**GIVEN PROBLEM:** Turn the records, starting at the first line and ending at the line that contains "point(231, 284)", into a Markdown table. Use the columns Number and Entry, and leave out blank lines.
++++++++++
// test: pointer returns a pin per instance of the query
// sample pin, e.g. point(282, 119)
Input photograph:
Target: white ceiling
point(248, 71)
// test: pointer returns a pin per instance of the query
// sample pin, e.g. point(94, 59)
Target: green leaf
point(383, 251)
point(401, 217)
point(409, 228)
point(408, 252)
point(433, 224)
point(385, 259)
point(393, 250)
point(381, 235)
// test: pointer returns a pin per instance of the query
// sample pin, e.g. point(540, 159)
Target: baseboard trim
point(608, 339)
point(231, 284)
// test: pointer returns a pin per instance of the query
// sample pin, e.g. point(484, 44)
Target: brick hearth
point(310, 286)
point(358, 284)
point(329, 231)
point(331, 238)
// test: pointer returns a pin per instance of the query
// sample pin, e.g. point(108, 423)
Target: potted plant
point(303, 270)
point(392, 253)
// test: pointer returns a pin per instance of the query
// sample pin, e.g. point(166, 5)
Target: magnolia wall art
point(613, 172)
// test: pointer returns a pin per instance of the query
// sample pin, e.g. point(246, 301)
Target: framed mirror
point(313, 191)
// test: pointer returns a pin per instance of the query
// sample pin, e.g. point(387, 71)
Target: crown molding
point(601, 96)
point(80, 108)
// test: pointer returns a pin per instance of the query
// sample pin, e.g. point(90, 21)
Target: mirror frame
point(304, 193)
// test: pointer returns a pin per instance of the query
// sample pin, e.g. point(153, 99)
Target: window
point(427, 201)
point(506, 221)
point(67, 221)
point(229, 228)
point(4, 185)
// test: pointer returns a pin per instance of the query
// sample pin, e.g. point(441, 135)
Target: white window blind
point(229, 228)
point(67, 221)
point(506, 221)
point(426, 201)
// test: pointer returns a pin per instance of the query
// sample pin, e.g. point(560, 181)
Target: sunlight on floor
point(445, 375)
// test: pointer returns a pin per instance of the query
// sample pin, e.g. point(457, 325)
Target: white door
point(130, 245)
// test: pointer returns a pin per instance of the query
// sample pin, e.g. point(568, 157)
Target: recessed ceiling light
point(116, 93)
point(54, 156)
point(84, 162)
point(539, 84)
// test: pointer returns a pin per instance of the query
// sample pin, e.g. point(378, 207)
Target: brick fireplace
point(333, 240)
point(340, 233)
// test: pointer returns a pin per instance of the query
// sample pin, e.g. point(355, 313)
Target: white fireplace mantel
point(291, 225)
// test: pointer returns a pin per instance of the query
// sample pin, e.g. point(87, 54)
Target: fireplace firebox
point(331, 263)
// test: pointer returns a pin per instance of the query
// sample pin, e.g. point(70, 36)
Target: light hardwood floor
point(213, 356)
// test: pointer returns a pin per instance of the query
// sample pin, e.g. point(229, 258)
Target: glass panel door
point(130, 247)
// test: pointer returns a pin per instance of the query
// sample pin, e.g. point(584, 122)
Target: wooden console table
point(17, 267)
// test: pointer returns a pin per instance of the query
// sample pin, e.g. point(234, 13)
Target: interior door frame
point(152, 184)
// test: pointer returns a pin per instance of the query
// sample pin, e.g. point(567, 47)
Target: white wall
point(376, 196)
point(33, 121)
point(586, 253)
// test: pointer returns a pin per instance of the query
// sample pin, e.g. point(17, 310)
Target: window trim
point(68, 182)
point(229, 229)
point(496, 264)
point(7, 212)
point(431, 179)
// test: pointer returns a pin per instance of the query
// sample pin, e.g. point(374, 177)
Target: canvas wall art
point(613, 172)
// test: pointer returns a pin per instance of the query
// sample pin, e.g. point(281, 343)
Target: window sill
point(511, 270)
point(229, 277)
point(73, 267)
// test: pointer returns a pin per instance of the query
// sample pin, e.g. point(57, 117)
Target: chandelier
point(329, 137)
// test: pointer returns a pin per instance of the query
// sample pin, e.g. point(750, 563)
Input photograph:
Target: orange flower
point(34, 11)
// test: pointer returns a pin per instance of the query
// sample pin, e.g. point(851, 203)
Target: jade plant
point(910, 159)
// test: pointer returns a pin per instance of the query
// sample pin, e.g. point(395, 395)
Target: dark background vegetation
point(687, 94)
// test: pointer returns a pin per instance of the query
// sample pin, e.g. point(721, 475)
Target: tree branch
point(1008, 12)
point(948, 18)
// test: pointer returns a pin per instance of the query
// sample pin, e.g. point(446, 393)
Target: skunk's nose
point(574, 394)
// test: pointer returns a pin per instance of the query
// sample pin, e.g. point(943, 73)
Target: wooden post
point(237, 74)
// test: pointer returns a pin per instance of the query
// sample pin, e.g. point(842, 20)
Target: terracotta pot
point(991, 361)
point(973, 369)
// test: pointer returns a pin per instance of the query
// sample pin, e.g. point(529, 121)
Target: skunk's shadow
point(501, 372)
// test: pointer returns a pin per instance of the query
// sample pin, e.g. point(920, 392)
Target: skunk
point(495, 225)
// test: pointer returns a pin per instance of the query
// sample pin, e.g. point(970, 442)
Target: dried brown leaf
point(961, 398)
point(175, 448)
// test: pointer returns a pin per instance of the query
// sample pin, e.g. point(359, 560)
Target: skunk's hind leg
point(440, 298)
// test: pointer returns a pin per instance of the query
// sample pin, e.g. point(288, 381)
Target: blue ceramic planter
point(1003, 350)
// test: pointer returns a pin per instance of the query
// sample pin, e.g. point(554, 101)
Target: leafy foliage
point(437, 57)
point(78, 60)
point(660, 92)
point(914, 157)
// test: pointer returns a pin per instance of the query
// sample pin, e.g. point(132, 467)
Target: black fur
++++++++++
**ANSWER TO THE TASK:**
| Number | Entry |
|---|---|
| 1 | // test: pointer returns a pin per instance of the query |
| 2 | // sample pin, e.g. point(282, 119) |
| 3 | Input photograph: |
| 4 | Target: white ceiling |
| 5 | point(248, 71) |
| 6 | // test: pointer returns a pin per instance of the query |
| 7 | // sample pin, e.g. point(94, 59) |
| 8 | Target: green leaf |
| 9 | point(383, 251) |
| 10 | point(401, 217) |
| 11 | point(409, 228) |
| 12 | point(408, 252) |
| 13 | point(433, 224) |
| 14 | point(385, 259) |
| 15 | point(393, 250) |
| 16 | point(381, 235) |
| 17 | // test: pointer returns a pin per instance of the query |
| 18 | // sample pin, e.g. point(540, 159) |
| 19 | Target: baseboard trim |
| 20 | point(608, 339) |
| 21 | point(231, 284) |